▽

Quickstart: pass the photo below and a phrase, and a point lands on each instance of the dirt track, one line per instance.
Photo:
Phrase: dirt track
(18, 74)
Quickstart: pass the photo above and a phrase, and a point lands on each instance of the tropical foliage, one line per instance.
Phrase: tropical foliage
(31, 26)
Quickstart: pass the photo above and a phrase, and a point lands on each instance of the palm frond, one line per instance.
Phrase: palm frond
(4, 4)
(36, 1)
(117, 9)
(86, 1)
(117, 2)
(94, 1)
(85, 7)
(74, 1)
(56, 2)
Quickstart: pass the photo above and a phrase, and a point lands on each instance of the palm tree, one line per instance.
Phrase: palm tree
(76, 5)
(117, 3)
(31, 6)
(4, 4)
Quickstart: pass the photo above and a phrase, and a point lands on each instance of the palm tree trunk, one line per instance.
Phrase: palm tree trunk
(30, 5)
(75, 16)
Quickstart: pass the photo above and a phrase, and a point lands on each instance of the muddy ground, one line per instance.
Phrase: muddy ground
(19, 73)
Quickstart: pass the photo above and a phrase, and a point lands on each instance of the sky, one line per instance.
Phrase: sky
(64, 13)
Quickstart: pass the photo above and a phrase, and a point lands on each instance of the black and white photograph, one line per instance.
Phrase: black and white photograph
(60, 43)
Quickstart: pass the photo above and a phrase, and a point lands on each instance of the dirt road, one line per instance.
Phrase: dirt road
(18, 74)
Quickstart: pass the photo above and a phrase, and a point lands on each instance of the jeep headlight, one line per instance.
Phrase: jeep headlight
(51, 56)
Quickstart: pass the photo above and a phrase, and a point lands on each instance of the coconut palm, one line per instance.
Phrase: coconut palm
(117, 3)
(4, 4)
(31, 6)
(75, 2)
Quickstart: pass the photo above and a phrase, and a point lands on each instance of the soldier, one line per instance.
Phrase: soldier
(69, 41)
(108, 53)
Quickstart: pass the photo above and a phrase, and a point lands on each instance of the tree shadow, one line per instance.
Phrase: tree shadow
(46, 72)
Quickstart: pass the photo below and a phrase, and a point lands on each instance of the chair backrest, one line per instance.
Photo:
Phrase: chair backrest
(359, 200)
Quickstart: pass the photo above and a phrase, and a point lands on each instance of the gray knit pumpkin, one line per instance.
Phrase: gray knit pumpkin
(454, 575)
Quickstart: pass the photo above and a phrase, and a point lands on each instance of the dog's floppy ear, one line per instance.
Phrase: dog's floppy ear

△

▶ _WORK INSTRUCTION_:
Restate the material above word for word, leaving nothing out.

▶ _ANSWER SPACE_:
Quickstart: pass the photo below and a phrase, and a point lands on each instance of the dirt track, one line per instance.
Photo:
Phrase: dirt track
(18, 74)
Quickstart: pass the photo above and a phrase, and a point lands on each instance of the tropical foliage, one line per instance.
Phrase: tropical foliage
(31, 26)
Quickstart: pass the photo above and a phrase, and a point lands on each instance of the palm frond, one line per instance.
Phrase: palm frond
(4, 4)
(36, 1)
(117, 9)
(86, 1)
(117, 2)
(94, 1)
(85, 7)
(74, 1)
(56, 2)
Quickstart: pass the photo above and a phrase, and a point lands on each instance of the palm tree, one line per instance.
Phrase: palm tree
(76, 5)
(117, 3)
(31, 6)
(4, 4)
Quickstart: pass the photo above and a phrase, and a point lands on each instance of the palm tree trunk, one line per instance.
Phrase: palm tree trunk
(30, 5)
(75, 16)
Quickstart: pass the photo above and a phrase, and a point lands on each instance of the muddy ground, one line per instance.
Phrase: muddy ground
(19, 73)
Quickstart: pass the photo above and a phrase, and a point lands on each instance of the sky, one line per instance.
Phrase: sky
(64, 13)
Quickstart: pass the photo above and a phrase, and a point lands on each instance of the black and white photograph, one line per instance.
Phrase: black and white photograph
(60, 43)
Quickstart: pass the photo above and a phrase, and a point lands on each instance of the dirt road, one line per instance.
Phrase: dirt road
(18, 74)
Quickstart: pass the photo above and a phrase, and a point lands on each instance of the jeep headlight, one line per instance.
Phrase: jeep headlight
(51, 56)
Quickstart: pass the photo above and a phrase, and a point lands on each instance of the coconut palm, one line per instance.
Phrase: coconut palm
(117, 3)
(4, 4)
(31, 6)
(75, 2)
Quickstart: pass the photo above and a phrase, and a point lands on each instance of the soldier, one line per instance.
Phrase: soldier
(69, 41)
(108, 53)
Quickstart: pass the photo above and a phrase, and a point lands on each instance of the tree shadow, one line per instance.
Phrase: tree shadow
(46, 72)
Quickstart: pass the photo below and a phrase, and a point lands on each instance of the chair backrest, one line per instance.
Photo:
Phrase: chair backrest
(359, 200)
Quickstart: pass the photo above and a phrase, and a point lands on each instance of the gray knit pumpkin, one line per instance.
Phrase: gray knit pumpkin
(454, 575)
Quickstart: pass the photo above and a phrase, and a point lands on each instance of the dog's floppy ear, one line per instance.
Phrase: dog's floppy ear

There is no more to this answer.